Your task
Your answer must be the full set of entries, reproduced exactly.

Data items
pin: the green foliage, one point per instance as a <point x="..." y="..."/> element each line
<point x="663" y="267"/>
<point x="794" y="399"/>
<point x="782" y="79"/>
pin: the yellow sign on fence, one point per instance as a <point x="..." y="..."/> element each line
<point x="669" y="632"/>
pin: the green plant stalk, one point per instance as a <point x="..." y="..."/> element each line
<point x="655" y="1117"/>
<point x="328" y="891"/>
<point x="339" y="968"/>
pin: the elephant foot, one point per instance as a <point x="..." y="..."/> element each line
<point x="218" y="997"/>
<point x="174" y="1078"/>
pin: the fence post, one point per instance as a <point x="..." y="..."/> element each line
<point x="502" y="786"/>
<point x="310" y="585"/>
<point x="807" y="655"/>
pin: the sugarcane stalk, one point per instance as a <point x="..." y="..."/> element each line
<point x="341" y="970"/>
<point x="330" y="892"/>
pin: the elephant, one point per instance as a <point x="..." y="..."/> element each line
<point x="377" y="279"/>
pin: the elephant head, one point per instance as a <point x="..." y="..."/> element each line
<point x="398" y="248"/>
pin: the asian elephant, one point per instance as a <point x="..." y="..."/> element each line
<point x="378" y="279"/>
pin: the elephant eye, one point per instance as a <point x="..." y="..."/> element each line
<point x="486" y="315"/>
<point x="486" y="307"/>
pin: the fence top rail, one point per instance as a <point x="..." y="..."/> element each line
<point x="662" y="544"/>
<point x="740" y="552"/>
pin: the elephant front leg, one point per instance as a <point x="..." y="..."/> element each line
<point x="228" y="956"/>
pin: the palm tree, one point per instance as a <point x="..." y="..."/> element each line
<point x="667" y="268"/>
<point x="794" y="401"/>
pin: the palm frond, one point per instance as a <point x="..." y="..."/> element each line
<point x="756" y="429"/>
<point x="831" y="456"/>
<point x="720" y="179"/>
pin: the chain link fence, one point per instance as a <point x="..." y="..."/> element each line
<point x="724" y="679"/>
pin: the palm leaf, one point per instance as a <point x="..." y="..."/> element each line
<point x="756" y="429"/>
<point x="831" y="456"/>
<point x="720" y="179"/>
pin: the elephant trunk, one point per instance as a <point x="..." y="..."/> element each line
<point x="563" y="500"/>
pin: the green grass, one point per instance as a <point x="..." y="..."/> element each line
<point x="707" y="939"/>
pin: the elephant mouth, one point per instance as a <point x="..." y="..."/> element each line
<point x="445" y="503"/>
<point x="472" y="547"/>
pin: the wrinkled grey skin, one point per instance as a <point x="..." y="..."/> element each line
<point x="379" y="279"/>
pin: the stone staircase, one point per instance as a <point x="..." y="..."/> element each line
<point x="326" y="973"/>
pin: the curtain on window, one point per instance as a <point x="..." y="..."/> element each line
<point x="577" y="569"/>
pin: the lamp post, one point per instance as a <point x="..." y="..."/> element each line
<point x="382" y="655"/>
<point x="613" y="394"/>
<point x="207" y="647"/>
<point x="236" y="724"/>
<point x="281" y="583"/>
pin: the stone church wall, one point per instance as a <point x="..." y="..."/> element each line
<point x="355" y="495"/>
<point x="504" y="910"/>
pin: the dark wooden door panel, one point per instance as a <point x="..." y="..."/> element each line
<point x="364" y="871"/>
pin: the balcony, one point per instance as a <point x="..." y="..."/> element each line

Exercise response
pin: the green foliage, one point per instance as a <point x="..." y="..."/> element each line
<point x="663" y="267"/>
<point x="794" y="399"/>
<point x="782" y="79"/>
pin: the yellow sign on fence, one point per instance as a <point x="..." y="..."/> element each line
<point x="669" y="632"/>
pin: the green plant stalk, one point per instance as a <point x="..." y="..."/> element each line
<point x="655" y="1117"/>
<point x="328" y="891"/>
<point x="339" y="968"/>
pin: the elephant foot, one point per instance as a <point x="..." y="..."/> element each line
<point x="218" y="997"/>
<point x="174" y="1078"/>
pin: the fence post, one point per instance as a <point x="..." y="..."/> element each line
<point x="502" y="786"/>
<point x="310" y="585"/>
<point x="807" y="655"/>
pin: the sugarcane stalk, one point per instance as a <point x="..." y="..."/> element each line
<point x="341" y="970"/>
<point x="330" y="892"/>
pin: the elephant, one point per instance as a <point x="..." y="..."/> element each line
<point x="377" y="279"/>
pin: the elephant head, one point per instance as a <point x="..." y="..."/> element each line
<point x="398" y="248"/>
pin: the asian elephant, one point per instance as a <point x="..." y="..."/> element each line
<point x="378" y="279"/>
pin: the elephant eye, one point per instance as a <point x="..." y="..."/> element each line
<point x="486" y="315"/>
<point x="486" y="307"/>
pin: the fence top rail, one point per instance as a <point x="..." y="..."/> element each line
<point x="662" y="544"/>
<point x="740" y="552"/>
pin: the elephant front leg, one point per instance as a <point x="..." y="..."/> element each line
<point x="228" y="956"/>
pin: the palm tree, one point per instance as a <point x="..." y="..."/> element each line
<point x="667" y="268"/>
<point x="794" y="401"/>
pin: the palm frond, one point per instance as a <point x="..." y="..."/> element each line
<point x="756" y="429"/>
<point x="831" y="456"/>
<point x="720" y="179"/>
pin: the chain link fence, one point per instance as a <point x="..." y="..."/> element each line
<point x="724" y="679"/>
pin: the palm leaf, one point per instance as a <point x="..." y="..."/> element each line
<point x="756" y="429"/>
<point x="831" y="456"/>
<point x="720" y="179"/>
pin: the elephant trunk, one point per instance as a <point x="..." y="..."/> element each line
<point x="563" y="500"/>
pin: the green grass, one point per instance as a <point x="..." y="..."/> element each line
<point x="707" y="939"/>
pin: the elephant mouth, one point per instance as a <point x="..." y="..."/> element each line
<point x="445" y="503"/>
<point x="472" y="547"/>
pin: the wrinkled grey skin, one point per instance as a <point x="..." y="..."/> element each line
<point x="379" y="279"/>
pin: the stone staircase, one point per instance as a <point x="..." y="..."/> element each line
<point x="326" y="973"/>
pin: the curtain on window, one point per instance as a <point x="..." y="..."/> element each line
<point x="577" y="569"/>
pin: the lamp post, one point per instance as a <point x="..." y="..."/> element each line
<point x="382" y="655"/>
<point x="613" y="394"/>
<point x="207" y="647"/>
<point x="236" y="724"/>
<point x="281" y="583"/>
pin: the stone church wall, one point per instance as a <point x="..." y="..."/> element each line
<point x="355" y="495"/>
<point x="504" y="910"/>
pin: the dark wooden door panel, one point per instance as a <point x="..." y="..."/> element each line
<point x="364" y="871"/>
pin: the balcony, one point per instance as a <point x="..." y="..."/> element each line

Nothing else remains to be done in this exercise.